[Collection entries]
start
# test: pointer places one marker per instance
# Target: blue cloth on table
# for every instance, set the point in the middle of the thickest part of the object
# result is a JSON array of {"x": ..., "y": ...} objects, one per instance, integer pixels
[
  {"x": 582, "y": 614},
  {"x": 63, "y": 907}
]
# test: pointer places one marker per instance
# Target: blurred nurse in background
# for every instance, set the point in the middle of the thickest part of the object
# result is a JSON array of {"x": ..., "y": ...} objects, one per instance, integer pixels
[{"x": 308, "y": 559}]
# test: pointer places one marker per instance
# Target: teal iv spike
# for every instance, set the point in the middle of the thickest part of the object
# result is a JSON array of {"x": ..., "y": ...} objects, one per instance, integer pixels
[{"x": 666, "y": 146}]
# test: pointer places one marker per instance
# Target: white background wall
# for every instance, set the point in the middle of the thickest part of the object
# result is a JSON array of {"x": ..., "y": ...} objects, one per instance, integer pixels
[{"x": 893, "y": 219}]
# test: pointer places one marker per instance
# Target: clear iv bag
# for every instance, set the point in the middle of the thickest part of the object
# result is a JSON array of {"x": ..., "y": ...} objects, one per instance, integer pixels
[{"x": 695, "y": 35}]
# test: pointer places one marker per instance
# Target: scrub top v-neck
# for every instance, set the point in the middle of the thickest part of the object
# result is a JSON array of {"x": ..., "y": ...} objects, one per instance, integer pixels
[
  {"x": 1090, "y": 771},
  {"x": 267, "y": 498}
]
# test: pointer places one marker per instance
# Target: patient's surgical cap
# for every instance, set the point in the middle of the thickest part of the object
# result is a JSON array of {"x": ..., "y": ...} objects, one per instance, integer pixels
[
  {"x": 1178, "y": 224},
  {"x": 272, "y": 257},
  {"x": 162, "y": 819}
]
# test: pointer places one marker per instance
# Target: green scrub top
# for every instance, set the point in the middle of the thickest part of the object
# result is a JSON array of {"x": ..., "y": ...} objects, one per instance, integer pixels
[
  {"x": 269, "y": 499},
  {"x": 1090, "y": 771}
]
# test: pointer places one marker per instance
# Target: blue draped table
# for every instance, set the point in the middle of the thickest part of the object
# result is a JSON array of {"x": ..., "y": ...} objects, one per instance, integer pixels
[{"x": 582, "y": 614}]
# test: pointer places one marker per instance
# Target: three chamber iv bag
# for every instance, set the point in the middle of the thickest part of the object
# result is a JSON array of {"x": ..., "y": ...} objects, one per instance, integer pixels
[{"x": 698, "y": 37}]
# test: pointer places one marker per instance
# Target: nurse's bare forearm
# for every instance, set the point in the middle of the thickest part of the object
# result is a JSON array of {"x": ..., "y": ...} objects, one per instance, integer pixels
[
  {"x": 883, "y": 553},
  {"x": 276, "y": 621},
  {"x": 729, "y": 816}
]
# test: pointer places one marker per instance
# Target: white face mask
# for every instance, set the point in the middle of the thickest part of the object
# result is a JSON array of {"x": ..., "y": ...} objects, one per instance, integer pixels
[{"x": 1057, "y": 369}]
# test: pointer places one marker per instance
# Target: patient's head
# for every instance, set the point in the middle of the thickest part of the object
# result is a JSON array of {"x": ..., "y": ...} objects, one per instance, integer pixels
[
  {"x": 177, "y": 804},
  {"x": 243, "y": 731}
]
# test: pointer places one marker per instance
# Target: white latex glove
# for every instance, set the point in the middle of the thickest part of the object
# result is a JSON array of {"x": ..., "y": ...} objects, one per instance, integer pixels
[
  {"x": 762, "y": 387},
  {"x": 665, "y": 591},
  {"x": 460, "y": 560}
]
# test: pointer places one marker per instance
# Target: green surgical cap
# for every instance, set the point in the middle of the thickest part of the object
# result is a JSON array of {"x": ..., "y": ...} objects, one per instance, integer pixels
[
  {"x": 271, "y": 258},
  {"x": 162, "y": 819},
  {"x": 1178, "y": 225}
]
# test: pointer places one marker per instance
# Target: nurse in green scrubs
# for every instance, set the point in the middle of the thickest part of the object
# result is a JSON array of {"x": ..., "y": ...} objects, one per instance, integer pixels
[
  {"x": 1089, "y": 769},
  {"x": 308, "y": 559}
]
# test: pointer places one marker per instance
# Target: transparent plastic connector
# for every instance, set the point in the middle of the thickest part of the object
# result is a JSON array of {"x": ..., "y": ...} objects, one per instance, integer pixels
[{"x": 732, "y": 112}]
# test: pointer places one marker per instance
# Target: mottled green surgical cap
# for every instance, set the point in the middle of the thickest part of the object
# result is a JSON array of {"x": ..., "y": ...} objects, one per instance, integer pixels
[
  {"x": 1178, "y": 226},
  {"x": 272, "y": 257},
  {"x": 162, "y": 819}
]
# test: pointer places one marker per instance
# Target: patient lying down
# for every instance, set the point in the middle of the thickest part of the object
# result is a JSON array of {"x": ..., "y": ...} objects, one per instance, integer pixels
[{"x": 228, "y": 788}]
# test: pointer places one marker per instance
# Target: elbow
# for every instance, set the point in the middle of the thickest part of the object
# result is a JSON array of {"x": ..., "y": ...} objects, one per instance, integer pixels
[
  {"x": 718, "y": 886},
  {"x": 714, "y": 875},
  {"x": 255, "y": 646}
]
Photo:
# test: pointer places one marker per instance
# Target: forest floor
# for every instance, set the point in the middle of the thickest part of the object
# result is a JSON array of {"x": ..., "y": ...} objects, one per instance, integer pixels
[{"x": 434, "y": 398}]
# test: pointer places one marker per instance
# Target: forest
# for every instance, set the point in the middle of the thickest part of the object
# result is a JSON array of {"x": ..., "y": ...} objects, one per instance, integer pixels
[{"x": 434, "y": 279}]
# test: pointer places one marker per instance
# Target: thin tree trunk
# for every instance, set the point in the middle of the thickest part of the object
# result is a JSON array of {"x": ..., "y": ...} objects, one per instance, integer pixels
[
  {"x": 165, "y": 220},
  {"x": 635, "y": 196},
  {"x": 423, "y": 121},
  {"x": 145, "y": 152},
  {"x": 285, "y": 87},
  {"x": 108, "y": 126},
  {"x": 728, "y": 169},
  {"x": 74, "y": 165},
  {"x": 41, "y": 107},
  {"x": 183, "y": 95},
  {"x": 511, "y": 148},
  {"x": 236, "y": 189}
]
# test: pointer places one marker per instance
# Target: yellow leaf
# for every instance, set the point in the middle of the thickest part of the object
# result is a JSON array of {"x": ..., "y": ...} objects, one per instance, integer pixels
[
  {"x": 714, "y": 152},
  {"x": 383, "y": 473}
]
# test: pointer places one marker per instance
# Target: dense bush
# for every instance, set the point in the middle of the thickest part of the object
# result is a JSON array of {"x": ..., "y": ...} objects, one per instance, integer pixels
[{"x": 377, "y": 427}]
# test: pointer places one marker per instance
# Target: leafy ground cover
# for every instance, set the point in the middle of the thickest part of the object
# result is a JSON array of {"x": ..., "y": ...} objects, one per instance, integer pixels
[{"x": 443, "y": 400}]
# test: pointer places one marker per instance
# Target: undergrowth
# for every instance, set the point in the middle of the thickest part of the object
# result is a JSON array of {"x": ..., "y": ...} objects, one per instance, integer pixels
end
AIM — Extract the complete listing above, reproducing each line exactly.

RESPONSE TO THE TASK —
# test: pointer places one marker per instance
# Target: blue cloth on table
# for every instance, set the point in the middle of the thickest part of the object
# result is a JSON array of {"x": ..., "y": ...} objects, one per instance, integer pixels
[
  {"x": 582, "y": 614},
  {"x": 63, "y": 907}
]
# test: pointer places one marker per instance
# Target: blurred nurse in background
# for every instance, set the point in the middle of the thickest part of the object
# result is a JSON array of {"x": ..., "y": ...} objects, one per instance, integer pixels
[{"x": 308, "y": 559}]
# test: pointer places one marker per instance
# Target: teal iv spike
# for every instance, set the point in the middle of the thickest part of the object
# result is a JSON array of {"x": ..., "y": ...} objects, one per instance, integer pixels
[{"x": 666, "y": 146}]
# test: pointer places one marker per instance
# Target: white background wall
# for every instance, set the point in the middle of the thickest part of the object
# result is a JSON array of {"x": ..., "y": ...} objects, one per instance, integer pixels
[{"x": 893, "y": 219}]
# test: pointer places one marker per instance
# Target: clear iv bag
# for every instance, set the point in the middle of the thickest part of the object
# result is a JSON array of {"x": ..., "y": ...} objects, one per instance, integer pixels
[{"x": 695, "y": 35}]
# test: pointer places one marker per instance
# Target: scrub top v-neck
# for every instance, set the point in the middle of the thickest part of the object
# result is a JSON array of {"x": ..., "y": ...} objects, one per instance, integer pixels
[
  {"x": 1090, "y": 771},
  {"x": 267, "y": 498}
]
# test: pointer places one marker per instance
# Target: patient's surgical cap
# for every instance, set the point in the middle of the thickest part of the object
# result is a JSON array of {"x": ..., "y": ...} objects, one per instance, integer pixels
[
  {"x": 1178, "y": 224},
  {"x": 272, "y": 257},
  {"x": 162, "y": 819}
]
# test: pointer places one marker per instance
# Target: green scrub top
# for every instance, set the point in the middle of the thickest part of the object
# result is a JSON array of {"x": ..., "y": ...} objects, one per instance, integer pixels
[
  {"x": 269, "y": 499},
  {"x": 1090, "y": 771}
]
# test: pointer places one marker per instance
# Target: blue draped table
# for every instance, set the point in the middle of the thickest part of the object
# result is a JSON array of {"x": ..., "y": ...} objects, one per instance, integer pixels
[{"x": 582, "y": 614}]
# test: pointer places one marker per instance
# Target: three chamber iv bag
# for every instance, set the point in the middle of the thickest part of the object
# result is a JSON array of {"x": ..., "y": ...} objects, one per instance, integer pixels
[{"x": 698, "y": 37}]
# test: pointer places one marker per instance
# Target: nurse's bare forearm
# for every instance, set the point in the middle of the thickest part of the object
# result is a JSON array of {"x": ..., "y": ...} objects, one per instance, integer pixels
[
  {"x": 883, "y": 553},
  {"x": 276, "y": 621},
  {"x": 729, "y": 816}
]
# test: pointer places one marker per instance
# Target: white face mask
# for every instance, set the point in the middle of the thickest part of the object
# result is a JSON array of {"x": ..., "y": ...} objects, one per instance, integer pixels
[{"x": 1057, "y": 369}]
# test: pointer places one marker per instance
# Target: patient's head
# for every instance, set the point in the middle of the thickest part of the object
# result is a JSON array of {"x": ..., "y": ...} objects, one per instance, integer pixels
[
  {"x": 177, "y": 804},
  {"x": 243, "y": 731}
]
# test: pointer places one marker per instance
# Target: white latex glove
# for every instance, set the point in the middle of the thickest part of the object
# result is a JSON array of {"x": ..., "y": ...} objects, one per instance, integer pixels
[
  {"x": 762, "y": 387},
  {"x": 665, "y": 591},
  {"x": 460, "y": 560}
]
# test: pointer places one marker per instance
# Target: green surgical cap
# for every instance, set the point in the middle of the thickest part of the object
# result is a JSON array of {"x": ..., "y": ...} objects, one per instance, integer pixels
[
  {"x": 271, "y": 258},
  {"x": 162, "y": 819},
  {"x": 1178, "y": 225}
]
# test: pointer places one marker per instance
# Target: nurse in green scrubs
# for every instance, set the point in the middle of the thickest part of the object
# result is a JSON array of {"x": ..., "y": ...} objects, one per instance, integer pixels
[
  {"x": 1089, "y": 769},
  {"x": 308, "y": 559}
]
# test: pointer places one marker per instance
# Target: transparent plastic connector
# for every instance, set the point in the middle of the thickest part of the object
# result is a JSON array of {"x": ..., "y": ...} objects, one per instance, integer pixels
[{"x": 732, "y": 112}]
# test: pointer places one marker per instance
# Target: mottled green surgical cap
# for every instance, set the point in the middle of the thickest part of the object
# result is a JSON array of {"x": ..., "y": ...} objects, one per instance, integer pixels
[
  {"x": 1178, "y": 226},
  {"x": 272, "y": 257},
  {"x": 162, "y": 819}
]
# test: pointer places one marker per instance
# Target: patient lying down
# for every instance, set the point in the middle of the thickest part of the object
# result is a JSON array of {"x": ..., "y": ...} objects, one per instance, integer pixels
[{"x": 228, "y": 788}]
# test: pointer places one marker per instance
# Target: elbow
# for every instance, set the point in the middle of the thickest part of the object
# result is a JSON array of {"x": ..., "y": ...} objects, one per instance, integer pixels
[
  {"x": 718, "y": 886},
  {"x": 714, "y": 875},
  {"x": 255, "y": 646}
]
Photo:
# test: pointer places one marker per instance
# Target: forest floor
# for every instance, set the point in the middle of the thickest part of the object
# result is a JSON array of {"x": ..., "y": ...} objects, one per instance, integer pixels
[{"x": 434, "y": 398}]
# test: pointer places one marker per instance
# Target: forest
# for every instance, set the point in the middle of the thickest part of the object
# result is a JSON array of {"x": ..., "y": ...} objects, one per instance, integer pixels
[{"x": 434, "y": 279}]
# test: pointer places one marker per instance
# Target: thin tree trunk
# for every instance, set the point in the middle of the thickest part of the object
# result is a JSON array of {"x": ..., "y": ...} objects, one per instance, integer pixels
[
  {"x": 165, "y": 220},
  {"x": 635, "y": 196},
  {"x": 423, "y": 121},
  {"x": 145, "y": 152},
  {"x": 285, "y": 87},
  {"x": 108, "y": 126},
  {"x": 728, "y": 169},
  {"x": 74, "y": 165},
  {"x": 41, "y": 107},
  {"x": 183, "y": 95},
  {"x": 511, "y": 148},
  {"x": 236, "y": 189}
]
# test: pointer places one marker per instance
# Target: yellow leaf
# for every instance, set the point in the middle of the thickest part of the object
# result is a JSON array of {"x": ..., "y": ...} objects, one per instance, integer pixels
[
  {"x": 714, "y": 152},
  {"x": 383, "y": 473}
]
# test: pointer places one marker per instance
# Target: dense bush
# for every instance, set the point in the middle of the thickest part of the object
# result is a JSON array of {"x": ..., "y": ...} objects, one per instance, integer pixels
[{"x": 377, "y": 427}]
# test: pointer places one marker per instance
# Target: leafy ground cover
# for every instance, set the point in the middle of the thickest part of the object
# result is a JSON array of {"x": ..., "y": ...} objects, one per instance, integer pixels
[{"x": 443, "y": 400}]
# test: pointer places one marker per instance
# Target: undergrowth
# for every instance, set the point in the middle of the thickest part of the object
# result is a JSON array of {"x": ..., "y": ...} objects, one per instance, integer pixels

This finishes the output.